** Problem to solve **
Every record that follows should be output exactly as it is given.

** Records to process **
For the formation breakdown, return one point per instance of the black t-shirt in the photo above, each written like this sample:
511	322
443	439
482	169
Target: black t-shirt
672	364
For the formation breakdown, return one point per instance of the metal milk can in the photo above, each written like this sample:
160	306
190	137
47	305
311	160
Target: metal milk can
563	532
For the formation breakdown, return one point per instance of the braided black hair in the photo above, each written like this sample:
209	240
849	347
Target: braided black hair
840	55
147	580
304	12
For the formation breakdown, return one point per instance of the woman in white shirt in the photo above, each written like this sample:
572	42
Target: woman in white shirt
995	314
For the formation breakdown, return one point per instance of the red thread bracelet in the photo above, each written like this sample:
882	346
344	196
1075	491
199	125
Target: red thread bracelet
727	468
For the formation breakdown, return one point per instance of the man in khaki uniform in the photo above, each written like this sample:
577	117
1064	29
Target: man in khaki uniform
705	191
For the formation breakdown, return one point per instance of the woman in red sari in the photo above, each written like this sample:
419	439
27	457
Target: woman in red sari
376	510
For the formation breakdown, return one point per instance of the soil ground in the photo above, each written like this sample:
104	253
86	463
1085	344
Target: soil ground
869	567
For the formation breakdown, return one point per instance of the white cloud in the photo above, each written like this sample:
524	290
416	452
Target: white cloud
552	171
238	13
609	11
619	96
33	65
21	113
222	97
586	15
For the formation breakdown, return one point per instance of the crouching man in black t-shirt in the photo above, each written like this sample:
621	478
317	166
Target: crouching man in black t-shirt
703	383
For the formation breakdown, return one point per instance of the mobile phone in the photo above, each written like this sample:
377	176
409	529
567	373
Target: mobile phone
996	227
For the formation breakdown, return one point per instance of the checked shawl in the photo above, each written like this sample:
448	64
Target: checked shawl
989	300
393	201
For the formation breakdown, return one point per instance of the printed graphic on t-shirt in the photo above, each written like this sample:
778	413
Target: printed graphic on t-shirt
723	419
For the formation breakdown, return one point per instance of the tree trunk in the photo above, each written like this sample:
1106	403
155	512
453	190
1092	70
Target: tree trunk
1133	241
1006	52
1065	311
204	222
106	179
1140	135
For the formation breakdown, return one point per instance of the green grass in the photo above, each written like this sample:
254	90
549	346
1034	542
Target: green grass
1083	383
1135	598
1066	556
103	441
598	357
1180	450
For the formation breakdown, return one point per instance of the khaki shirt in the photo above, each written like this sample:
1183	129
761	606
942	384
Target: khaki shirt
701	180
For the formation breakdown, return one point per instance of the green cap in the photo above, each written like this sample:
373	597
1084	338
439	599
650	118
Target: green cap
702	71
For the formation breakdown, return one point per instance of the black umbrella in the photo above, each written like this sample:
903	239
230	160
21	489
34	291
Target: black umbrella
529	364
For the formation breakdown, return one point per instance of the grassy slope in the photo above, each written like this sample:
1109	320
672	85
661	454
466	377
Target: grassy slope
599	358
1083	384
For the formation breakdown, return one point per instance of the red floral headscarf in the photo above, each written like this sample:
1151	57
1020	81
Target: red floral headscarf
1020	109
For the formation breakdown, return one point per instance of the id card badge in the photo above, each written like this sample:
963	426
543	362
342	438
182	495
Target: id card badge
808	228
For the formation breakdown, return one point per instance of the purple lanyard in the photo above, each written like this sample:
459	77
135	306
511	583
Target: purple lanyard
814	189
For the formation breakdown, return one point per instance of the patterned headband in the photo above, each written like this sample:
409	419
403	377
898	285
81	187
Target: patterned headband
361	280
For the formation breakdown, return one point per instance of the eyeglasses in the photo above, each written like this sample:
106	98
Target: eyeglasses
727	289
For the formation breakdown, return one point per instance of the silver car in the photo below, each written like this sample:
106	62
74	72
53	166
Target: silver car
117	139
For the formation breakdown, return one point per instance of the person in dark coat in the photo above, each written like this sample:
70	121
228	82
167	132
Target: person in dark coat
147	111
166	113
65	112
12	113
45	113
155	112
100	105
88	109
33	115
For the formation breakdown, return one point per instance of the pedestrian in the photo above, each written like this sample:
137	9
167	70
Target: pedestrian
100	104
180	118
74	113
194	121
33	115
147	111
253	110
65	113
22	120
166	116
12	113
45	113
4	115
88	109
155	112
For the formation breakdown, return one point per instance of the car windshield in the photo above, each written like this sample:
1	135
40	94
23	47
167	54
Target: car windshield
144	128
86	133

** Answer box **
For the formation breakdown, return one point per instance of the black t-shirt in the photo above, each written like this sample:
511	322
443	439
482	169
Target: black t-shirt
672	364
For the formation breakdown, return one point per instance of the metal milk can in the photo above, each written like this sample:
160	306
190	137
47	305
311	160
Target: metal milk can
563	532
For the formation breakdown, return one point per instance of the braided black hair in the photo above, each written like this sample:
209	240
849	347
Target: braided black hair
840	55
147	580
304	12
For the formation breakdown, return one point per instance of the woman in white shirt in the photo above, each written like this sample:
572	42
Target: woman in white shirt
995	314
For the formation breakdown, return one point per instance of the red thread bracelet in the photo above, each written like this sample:
882	346
344	196
1075	491
199	125
Target: red thread bracelet
727	468
For the formation breakdown, return one point per instance of the man in khaki uniform in the photo above, each written like this sample:
577	117
1064	29
Target: man in khaki uniform
705	191
For the formation breakdown, return one point per instance of the woman in red sari in the photo above, each written like this sample:
419	439
27	457
Target: woman in red sari
376	510
For the formation breakdown, return one point per instance of the soil ground in the photo above, each written like this sample:
104	253
86	463
1085	344
Target: soil ground
869	567
For the formation breakdown, return one point per instance of the white cloud in the photo above, each written like this sample:
524	290
416	452
Target: white cloud
552	171
238	13
609	11
619	96
33	65
21	113
222	97
586	15
For the formation breakdown, return one point per instance of the crouching man in black t-shirt in the photo above, each written like this sample:
621	478
317	166
Target: crouching man in black t-shirt
703	383
For the formation breakdown, return one point per instance of the mobile phone in the photo above, each written like this sample:
377	176
409	529
567	373
Target: mobile phone
996	227
For the formation breakdown, return one point per instance of the checked shawl in the photo above, each written like this sample:
448	64
Target: checked shawl
989	300
393	201
For the formation breakdown, return one point per instance of the printed graphic on t-shirt in the photo above, each written like this sample:
778	413
Target: printed graphic on t-shirt
723	419
For the formation breakdown, return one point per instance of the tree trunk in the photo above, each written like this sample:
1106	403
155	512
453	190
1092	70
Target: tree trunk
1133	241
1006	52
1065	311
204	222
106	179
1140	135
For the formation breakdown, return one point per instance of the green grass in the photo above, each written like this sample:
254	90
549	346
1034	542
Target: green grass
1083	383
1135	598
1066	556
103	441
598	357
1180	450
For the formation breakdown, return one point per instance of the khaki shirt in the photo above, each written like this sample:
1183	129
761	606
942	384
Target: khaki shirt
701	180
For the formation breakdown, return one point per instance of the green cap in the photo above, each written like this sample:
373	597
1084	338
439	599
650	118
Target: green cap
702	71
For the formation breakdown, return one point per instance of the black umbrella in the photo above, each written like this sample:
903	239
230	160
21	489
34	291
Target: black umbrella
529	364
For the formation breakdown, return one point per instance of the grassy slope in the photo above, each written like this sample:
1109	320
672	85
661	454
466	377
Target: grassy slope
599	358
1083	384
For the formation breakdown, return one point per instance of the red floral headscarf in the photo above, each written like this sample:
1151	57
1020	81
Target: red floral headscarf
1020	109
For the formation breakdown, return one point per instance of the id card badge in the photo above, each written like this sample:
963	426
543	362
342	438
182	495
Target: id card badge
808	228
For the formation breakdown, return one point per instance of the purple lanyard in the photo above, each written like this sample:
459	77
135	306
511	583
Target: purple lanyard
814	189
For the formation breakdown, return one point per instance of the patterned headband in the photo above, each written like this sample:
409	419
403	377
898	285
81	187
Target: patterned headband
361	280
For the formation breakdown, return one point per instance of the eyeglasses in the photo above, each written like this sample:
106	98
Target: eyeglasses
727	289
For the formation breakdown, return one point per instance of the silver car in the photo below, each written like this sample:
106	62
74	72
53	166
Target: silver car
117	139
For the formation breakdown, return one point per instance of the person in dark coat in the photo above, each written like this sample:
70	121
228	82
167	132
Target: person in dark coat
147	111
166	113
65	112
12	113
45	113
155	112
100	105
88	109
33	115
For the formation breakdown, return one point per instance of the pedestrian in the photo above, each written like this sample:
137	9
167	70
Target: pedestrian
100	104
180	118
74	113
194	121
33	115
147	111
253	110
65	113
22	120
166	116
12	113
45	113
4	115
88	109
155	112
For the formation breakdown, return one point per instance of the car windshield in the photo above, each written like this sample:
1	135
40	94
23	47
167	54
Target: car windshield
144	128
86	133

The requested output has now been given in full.